Position annotation records
>>>

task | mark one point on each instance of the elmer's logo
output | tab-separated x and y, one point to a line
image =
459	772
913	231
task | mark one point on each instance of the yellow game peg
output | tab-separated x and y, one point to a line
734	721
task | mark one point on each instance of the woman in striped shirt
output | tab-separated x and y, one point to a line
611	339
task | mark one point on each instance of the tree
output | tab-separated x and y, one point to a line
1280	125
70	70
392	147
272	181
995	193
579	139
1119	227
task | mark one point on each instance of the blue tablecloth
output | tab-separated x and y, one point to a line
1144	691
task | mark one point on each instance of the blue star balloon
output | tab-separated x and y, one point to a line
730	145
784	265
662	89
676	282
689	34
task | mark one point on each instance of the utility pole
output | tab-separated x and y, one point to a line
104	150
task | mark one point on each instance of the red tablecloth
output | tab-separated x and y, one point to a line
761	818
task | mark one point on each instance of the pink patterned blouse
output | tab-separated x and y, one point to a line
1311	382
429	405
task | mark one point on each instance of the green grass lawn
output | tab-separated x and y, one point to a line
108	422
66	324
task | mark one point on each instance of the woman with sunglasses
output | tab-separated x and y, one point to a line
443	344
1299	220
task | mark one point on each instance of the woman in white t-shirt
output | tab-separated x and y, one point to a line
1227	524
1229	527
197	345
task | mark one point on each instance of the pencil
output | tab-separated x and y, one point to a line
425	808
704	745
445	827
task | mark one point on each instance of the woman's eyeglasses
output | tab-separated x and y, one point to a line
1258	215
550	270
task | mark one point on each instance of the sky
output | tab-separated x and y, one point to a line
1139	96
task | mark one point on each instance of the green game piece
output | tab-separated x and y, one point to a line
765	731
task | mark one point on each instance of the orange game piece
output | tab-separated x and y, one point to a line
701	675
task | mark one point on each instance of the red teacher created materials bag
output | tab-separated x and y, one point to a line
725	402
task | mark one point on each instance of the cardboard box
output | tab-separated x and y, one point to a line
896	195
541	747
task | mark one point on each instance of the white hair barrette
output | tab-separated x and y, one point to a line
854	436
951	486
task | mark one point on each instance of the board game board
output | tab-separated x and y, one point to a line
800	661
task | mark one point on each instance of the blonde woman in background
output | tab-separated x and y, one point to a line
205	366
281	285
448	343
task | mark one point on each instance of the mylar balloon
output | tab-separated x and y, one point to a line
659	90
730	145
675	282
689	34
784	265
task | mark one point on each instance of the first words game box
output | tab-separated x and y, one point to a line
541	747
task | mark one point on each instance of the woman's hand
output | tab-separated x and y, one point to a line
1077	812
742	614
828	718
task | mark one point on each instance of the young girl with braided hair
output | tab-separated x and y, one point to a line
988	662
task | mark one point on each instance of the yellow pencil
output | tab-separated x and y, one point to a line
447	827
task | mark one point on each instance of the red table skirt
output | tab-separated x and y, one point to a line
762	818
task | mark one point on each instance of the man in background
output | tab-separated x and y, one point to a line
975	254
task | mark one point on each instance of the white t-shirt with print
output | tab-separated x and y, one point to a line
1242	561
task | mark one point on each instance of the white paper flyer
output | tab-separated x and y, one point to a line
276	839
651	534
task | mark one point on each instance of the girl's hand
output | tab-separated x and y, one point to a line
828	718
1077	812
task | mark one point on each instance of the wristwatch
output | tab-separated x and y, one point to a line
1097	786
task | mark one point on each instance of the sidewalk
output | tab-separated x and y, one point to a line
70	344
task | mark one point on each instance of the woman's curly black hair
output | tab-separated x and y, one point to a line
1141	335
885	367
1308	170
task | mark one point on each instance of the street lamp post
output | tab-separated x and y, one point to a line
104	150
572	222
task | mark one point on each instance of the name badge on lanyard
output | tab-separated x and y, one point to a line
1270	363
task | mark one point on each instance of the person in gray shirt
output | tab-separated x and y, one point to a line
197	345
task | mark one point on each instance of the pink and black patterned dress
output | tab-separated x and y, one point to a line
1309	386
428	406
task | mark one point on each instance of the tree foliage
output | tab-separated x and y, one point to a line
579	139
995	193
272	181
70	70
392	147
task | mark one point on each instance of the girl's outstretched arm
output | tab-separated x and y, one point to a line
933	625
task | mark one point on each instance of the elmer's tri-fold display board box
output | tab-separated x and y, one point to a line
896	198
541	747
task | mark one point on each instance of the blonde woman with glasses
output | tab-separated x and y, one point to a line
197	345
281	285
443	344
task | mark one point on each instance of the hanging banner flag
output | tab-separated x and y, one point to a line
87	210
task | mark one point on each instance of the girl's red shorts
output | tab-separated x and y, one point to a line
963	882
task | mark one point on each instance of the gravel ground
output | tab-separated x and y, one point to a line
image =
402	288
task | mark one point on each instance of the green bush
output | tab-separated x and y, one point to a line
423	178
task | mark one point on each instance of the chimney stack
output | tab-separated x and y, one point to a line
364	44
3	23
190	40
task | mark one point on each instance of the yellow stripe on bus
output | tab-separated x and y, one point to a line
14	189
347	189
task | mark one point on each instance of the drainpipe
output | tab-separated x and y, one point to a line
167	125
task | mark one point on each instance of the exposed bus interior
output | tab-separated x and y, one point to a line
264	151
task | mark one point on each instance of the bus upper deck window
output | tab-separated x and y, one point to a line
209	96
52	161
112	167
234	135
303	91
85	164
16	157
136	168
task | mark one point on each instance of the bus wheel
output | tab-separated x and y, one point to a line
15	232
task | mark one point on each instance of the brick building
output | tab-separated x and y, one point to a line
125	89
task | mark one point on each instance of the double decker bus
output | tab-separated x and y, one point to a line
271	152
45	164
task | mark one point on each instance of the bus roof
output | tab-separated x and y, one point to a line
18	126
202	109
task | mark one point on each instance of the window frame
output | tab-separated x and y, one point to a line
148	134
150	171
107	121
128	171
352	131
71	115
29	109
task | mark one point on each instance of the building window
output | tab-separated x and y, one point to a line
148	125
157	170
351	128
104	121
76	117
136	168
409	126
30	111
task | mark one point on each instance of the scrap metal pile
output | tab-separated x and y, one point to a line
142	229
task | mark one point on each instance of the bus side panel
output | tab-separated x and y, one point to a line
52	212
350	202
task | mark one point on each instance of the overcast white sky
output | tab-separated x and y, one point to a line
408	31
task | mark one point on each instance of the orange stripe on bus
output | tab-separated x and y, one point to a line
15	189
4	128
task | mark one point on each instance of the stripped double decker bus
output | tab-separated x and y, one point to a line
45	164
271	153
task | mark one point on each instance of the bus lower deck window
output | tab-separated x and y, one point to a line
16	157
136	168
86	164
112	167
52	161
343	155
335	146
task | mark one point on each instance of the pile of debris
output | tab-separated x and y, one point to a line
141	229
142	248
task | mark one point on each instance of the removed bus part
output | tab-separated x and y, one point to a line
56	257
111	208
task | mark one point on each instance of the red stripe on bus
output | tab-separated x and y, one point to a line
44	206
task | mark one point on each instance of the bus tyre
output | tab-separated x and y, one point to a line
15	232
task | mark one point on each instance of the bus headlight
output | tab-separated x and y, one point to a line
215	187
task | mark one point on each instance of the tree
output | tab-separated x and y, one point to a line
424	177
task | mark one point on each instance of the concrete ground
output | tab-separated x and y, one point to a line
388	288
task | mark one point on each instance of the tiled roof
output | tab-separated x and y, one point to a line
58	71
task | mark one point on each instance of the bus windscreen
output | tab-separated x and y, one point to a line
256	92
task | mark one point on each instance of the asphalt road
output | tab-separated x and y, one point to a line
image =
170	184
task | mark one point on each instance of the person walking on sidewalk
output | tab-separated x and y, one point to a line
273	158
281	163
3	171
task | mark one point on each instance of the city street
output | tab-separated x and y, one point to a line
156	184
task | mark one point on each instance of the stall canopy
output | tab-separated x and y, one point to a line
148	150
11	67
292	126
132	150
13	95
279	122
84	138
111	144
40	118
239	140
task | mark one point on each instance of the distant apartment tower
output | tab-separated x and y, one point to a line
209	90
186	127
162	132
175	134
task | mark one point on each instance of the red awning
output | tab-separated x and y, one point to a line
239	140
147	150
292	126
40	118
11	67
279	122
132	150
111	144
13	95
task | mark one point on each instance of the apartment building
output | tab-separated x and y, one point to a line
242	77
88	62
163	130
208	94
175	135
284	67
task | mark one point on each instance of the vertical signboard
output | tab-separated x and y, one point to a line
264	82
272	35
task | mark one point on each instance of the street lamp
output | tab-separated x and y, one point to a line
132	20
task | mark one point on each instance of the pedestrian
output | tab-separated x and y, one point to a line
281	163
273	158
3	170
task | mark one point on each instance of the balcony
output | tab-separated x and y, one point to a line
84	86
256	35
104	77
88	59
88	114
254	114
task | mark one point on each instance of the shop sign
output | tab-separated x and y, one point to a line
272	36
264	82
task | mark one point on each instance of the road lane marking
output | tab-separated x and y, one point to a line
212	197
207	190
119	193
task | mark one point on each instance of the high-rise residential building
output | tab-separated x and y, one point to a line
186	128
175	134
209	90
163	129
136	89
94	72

<<<

## JOB
Reproduce the records above exactly, starting with the line that contains "task | mark one point on each instance of the vertical" and ending with the last line.

## ANSWER BELOW
task | mark one point on each instance of the vertical signboard
output | tab-separated x and y, one point to a line
264	82
272	35
task | mark one point on each instance of the street lamp
output | tab-separated x and y, one point to a line
132	20
task | mark one point on each instance of the pedestrian
output | tab-separated x and y, one point to a line
281	163
273	158
3	170
task | mark one point on each instance of the balcony
output | tab-separated x and y, one point to a line
84	86
256	35
104	77
88	59
88	114
254	114
task | mark one point on each instance of the shop sign
output | tab-separated x and y, one point to a line
272	36
264	82
task | mark one point on each instance of the road lane marking
output | tab-separated x and y, one point to a line
212	197
207	190
119	193
task | mark one point on each instance of the high-rise residential building
output | tab-separated x and y, one point to a line
186	128
175	134
209	90
163	129
136	89
94	72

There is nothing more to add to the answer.